WORK ITEM
After locating the line that contains "In this exercise you will indicate the blazer button" in the records below, write out exactly that line and each line after it through the one that contains "In this exercise you will indicate the white blazer", and nothing else.
[Start of section]
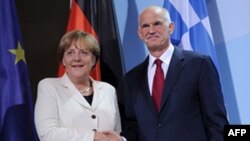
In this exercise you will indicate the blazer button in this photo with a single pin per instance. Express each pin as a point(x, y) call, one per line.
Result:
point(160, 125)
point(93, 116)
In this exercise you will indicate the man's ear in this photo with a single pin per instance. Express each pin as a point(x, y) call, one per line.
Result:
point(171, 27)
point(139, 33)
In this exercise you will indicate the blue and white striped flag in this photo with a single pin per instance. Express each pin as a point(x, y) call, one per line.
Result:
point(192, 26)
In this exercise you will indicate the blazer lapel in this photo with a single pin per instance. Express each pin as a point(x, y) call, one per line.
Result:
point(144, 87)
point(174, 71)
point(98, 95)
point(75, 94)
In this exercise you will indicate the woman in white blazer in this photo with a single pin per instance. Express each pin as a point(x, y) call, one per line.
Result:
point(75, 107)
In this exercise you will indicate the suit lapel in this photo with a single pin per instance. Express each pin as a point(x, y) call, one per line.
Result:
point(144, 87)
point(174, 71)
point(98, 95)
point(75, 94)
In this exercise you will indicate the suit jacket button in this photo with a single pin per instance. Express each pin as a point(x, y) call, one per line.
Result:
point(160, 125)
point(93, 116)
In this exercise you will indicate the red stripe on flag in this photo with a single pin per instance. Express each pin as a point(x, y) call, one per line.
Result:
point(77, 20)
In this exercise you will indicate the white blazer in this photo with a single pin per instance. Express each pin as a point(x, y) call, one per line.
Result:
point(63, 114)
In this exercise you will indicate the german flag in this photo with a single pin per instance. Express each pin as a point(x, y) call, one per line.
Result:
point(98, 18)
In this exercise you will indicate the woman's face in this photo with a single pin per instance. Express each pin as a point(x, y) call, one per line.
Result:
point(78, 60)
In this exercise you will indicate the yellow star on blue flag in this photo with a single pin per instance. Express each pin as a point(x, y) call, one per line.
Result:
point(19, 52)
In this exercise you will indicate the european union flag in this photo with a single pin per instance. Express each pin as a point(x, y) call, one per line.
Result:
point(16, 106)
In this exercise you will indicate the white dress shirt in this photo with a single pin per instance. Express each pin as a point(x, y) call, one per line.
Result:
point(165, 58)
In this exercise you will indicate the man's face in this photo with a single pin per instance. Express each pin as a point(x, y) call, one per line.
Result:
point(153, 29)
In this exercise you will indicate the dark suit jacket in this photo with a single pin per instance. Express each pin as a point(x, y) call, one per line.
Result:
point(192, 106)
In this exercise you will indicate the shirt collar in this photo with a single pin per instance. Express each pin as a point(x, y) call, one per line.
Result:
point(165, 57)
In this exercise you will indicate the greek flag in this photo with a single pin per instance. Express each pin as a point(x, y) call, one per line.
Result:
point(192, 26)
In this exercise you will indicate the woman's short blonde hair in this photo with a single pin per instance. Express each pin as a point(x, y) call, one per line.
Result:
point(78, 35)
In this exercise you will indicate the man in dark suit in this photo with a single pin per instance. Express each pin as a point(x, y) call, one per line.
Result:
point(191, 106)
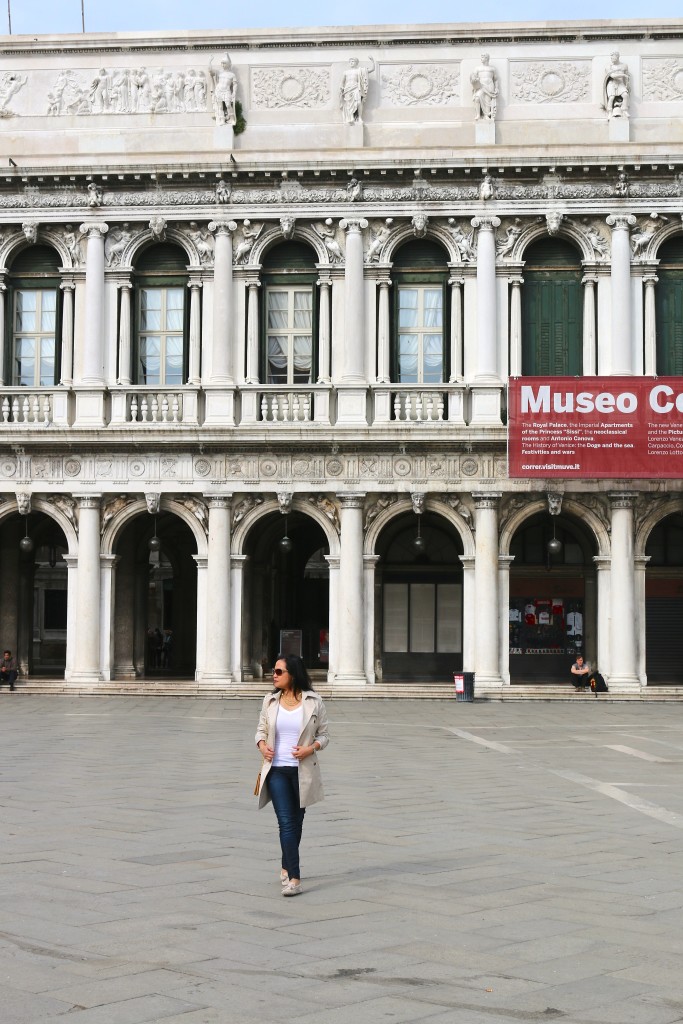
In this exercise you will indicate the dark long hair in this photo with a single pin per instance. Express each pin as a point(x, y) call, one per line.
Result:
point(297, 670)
[End of section]
[Start of section]
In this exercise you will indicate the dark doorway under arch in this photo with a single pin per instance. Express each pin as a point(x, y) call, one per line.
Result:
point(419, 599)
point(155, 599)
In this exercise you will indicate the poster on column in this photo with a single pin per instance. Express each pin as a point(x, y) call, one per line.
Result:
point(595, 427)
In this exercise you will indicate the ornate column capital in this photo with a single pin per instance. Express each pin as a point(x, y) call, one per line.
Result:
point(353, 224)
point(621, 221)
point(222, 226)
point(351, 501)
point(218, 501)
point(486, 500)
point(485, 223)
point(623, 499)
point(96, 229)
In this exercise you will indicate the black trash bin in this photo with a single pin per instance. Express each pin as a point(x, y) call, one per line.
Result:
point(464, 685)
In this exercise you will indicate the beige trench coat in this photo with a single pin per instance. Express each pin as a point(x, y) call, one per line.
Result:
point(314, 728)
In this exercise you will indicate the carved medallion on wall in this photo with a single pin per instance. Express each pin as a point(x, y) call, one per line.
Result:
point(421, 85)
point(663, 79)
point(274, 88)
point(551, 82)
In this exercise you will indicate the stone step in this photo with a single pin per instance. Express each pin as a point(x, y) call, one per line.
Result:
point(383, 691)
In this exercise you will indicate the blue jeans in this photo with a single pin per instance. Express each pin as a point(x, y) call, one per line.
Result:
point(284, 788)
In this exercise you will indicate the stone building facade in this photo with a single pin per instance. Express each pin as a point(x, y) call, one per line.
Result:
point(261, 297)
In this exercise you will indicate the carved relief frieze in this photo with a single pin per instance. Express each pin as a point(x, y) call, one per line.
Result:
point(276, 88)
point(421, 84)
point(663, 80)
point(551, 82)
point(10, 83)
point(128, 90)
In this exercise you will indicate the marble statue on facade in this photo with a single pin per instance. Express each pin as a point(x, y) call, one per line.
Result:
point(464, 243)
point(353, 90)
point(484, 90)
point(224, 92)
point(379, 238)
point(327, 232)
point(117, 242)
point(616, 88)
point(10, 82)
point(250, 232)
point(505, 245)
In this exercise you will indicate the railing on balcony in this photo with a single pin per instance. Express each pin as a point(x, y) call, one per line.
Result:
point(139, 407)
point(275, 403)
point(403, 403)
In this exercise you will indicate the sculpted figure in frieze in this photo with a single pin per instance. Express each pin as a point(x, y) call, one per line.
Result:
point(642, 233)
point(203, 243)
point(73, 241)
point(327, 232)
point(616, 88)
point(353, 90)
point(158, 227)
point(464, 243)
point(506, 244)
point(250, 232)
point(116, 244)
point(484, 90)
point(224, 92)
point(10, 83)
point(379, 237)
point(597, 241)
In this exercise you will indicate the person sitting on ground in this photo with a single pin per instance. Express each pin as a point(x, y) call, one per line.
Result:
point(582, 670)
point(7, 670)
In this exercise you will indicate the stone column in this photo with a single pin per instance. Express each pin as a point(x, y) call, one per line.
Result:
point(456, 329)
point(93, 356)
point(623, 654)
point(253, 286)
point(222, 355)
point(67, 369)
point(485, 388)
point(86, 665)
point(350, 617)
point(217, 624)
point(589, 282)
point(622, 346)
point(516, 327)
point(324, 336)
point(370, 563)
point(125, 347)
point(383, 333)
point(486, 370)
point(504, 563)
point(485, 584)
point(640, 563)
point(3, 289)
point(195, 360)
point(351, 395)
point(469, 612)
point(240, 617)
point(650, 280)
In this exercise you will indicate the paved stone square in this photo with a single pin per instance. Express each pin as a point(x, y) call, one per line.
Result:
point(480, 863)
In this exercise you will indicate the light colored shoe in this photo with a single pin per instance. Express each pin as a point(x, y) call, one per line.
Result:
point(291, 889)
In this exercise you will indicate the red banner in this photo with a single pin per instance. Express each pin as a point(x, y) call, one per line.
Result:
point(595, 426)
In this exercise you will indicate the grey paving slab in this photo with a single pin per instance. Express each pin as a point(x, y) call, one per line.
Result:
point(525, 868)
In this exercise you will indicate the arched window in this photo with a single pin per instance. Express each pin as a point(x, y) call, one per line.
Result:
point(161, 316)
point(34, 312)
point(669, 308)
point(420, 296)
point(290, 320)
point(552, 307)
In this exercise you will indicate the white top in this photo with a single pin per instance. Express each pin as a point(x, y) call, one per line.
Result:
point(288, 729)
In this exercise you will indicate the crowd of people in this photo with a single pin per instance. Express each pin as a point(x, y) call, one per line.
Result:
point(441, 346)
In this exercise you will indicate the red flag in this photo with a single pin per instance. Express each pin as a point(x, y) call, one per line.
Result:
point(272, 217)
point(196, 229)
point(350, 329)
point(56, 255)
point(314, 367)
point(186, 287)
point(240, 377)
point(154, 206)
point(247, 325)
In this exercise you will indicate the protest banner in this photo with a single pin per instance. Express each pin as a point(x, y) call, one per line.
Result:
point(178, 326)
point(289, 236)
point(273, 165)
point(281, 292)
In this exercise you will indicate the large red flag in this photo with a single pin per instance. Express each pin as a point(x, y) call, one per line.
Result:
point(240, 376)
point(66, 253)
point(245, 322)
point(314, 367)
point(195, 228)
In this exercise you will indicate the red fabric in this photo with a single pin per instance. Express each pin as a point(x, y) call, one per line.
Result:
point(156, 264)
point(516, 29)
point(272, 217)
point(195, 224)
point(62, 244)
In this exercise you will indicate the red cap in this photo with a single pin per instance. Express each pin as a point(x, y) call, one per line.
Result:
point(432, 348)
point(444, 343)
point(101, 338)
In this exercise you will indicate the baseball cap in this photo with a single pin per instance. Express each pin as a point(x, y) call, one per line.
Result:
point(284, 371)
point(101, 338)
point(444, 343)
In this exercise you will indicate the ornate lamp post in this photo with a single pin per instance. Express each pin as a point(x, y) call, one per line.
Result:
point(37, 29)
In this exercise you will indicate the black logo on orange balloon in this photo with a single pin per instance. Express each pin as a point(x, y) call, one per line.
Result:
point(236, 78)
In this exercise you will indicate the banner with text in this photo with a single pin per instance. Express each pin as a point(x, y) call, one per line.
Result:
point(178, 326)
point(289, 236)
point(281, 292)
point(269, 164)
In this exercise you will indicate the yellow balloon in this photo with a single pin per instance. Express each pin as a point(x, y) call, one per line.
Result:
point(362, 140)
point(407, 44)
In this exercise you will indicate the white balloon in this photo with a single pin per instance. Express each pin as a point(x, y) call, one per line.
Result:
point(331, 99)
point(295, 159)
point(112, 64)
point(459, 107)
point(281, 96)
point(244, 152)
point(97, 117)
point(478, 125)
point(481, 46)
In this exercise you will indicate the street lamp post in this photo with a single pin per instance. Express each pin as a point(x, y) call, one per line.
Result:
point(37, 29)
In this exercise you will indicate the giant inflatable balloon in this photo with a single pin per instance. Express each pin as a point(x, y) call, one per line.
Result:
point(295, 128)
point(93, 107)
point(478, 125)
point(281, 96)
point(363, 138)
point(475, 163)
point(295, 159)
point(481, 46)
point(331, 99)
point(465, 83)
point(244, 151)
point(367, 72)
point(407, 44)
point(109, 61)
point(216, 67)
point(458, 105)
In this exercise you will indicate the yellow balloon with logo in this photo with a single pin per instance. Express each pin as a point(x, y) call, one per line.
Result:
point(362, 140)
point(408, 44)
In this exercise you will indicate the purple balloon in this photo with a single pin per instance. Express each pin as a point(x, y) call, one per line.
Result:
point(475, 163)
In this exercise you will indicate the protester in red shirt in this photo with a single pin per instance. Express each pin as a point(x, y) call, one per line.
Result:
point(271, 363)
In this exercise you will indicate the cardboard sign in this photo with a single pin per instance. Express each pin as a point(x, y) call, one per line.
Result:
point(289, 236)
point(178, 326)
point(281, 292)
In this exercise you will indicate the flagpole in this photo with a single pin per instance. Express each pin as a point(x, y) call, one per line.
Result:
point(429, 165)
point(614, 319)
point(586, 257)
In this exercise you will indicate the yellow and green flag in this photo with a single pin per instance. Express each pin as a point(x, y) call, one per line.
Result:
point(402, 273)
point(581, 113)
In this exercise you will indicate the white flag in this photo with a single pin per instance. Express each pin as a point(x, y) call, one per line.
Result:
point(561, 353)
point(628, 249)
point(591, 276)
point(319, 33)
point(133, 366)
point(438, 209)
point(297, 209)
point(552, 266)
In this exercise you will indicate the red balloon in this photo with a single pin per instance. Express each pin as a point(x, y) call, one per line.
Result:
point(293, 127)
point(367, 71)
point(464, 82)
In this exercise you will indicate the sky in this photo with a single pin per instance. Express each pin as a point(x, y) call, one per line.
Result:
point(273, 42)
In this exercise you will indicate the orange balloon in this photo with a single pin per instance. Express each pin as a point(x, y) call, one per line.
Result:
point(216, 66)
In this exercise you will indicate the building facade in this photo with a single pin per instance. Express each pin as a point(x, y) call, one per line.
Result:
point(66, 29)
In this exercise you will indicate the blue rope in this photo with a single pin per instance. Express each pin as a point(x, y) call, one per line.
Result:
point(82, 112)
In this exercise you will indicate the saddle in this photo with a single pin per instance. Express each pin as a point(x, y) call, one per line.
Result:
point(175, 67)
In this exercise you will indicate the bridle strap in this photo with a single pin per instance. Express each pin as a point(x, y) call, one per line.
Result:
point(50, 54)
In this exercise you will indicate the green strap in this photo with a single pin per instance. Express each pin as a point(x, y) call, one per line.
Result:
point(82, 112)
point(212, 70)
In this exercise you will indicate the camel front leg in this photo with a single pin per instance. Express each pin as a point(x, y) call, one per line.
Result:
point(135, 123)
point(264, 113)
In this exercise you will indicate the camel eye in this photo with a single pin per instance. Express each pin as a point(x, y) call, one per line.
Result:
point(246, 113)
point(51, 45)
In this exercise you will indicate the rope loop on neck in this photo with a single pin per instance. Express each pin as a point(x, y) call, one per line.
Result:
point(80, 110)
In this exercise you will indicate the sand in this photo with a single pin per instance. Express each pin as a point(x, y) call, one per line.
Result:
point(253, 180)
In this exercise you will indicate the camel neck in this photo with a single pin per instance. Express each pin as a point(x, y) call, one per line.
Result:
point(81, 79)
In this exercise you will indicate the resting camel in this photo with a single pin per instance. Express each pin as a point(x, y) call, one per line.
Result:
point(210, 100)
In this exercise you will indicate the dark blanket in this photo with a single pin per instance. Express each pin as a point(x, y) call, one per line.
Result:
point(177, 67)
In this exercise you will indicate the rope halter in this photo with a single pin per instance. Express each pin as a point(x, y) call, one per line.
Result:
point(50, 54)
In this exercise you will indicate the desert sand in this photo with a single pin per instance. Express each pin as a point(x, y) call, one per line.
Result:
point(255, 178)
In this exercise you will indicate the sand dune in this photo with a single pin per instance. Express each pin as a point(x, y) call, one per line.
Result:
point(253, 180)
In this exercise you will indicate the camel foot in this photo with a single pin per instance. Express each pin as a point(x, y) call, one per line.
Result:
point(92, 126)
[End of section]
WRITTEN ANSWER
In this exercise you will indicate the blazer button in this photo with a single pin per instance. Express each pin as a point(x, y) call, one per line.
Result:
point(160, 125)
point(93, 116)
In this exercise you will indicate the man's ear in this photo with a single pin per instance. Express each pin as a point(x, y) call, one per line.
Result:
point(171, 27)
point(139, 33)
In this exercise you will indicate the blue and white striped flag in this photo with a single pin per instance. Express each pin as a point(x, y) call, one per line.
Result:
point(192, 26)
In this exercise you will indicate the blazer lapel in this photo with a single pin per instance. Express each pin as a point(x, y) call, one per line.
Result:
point(144, 87)
point(174, 71)
point(98, 95)
point(75, 94)
In this exercise you will indicate the woman in white blazer in this photo with a single pin per instance. Express each pin as a point(x, y) call, one per line.
Result:
point(75, 107)
In this exercise you will indicate the suit lapel in this photo with a single pin per instance. Express each pin as a point(x, y) call, one per line.
Result:
point(144, 87)
point(174, 71)
point(98, 95)
point(75, 94)
In this exercise you will indicate the suit jacket button in this photo with a single pin per instance. Express each pin as a point(x, y) call, one per line.
Result:
point(160, 125)
point(93, 116)
In this exercise you will indicate the red stripe on flag in this photo with a single pin per instance. Express each pin as a point(x, y) call, one per line.
Result:
point(77, 20)
In this exercise you will indicate the white blazer in this photo with a single pin per instance. Express each pin as a point(x, y) call, one per line.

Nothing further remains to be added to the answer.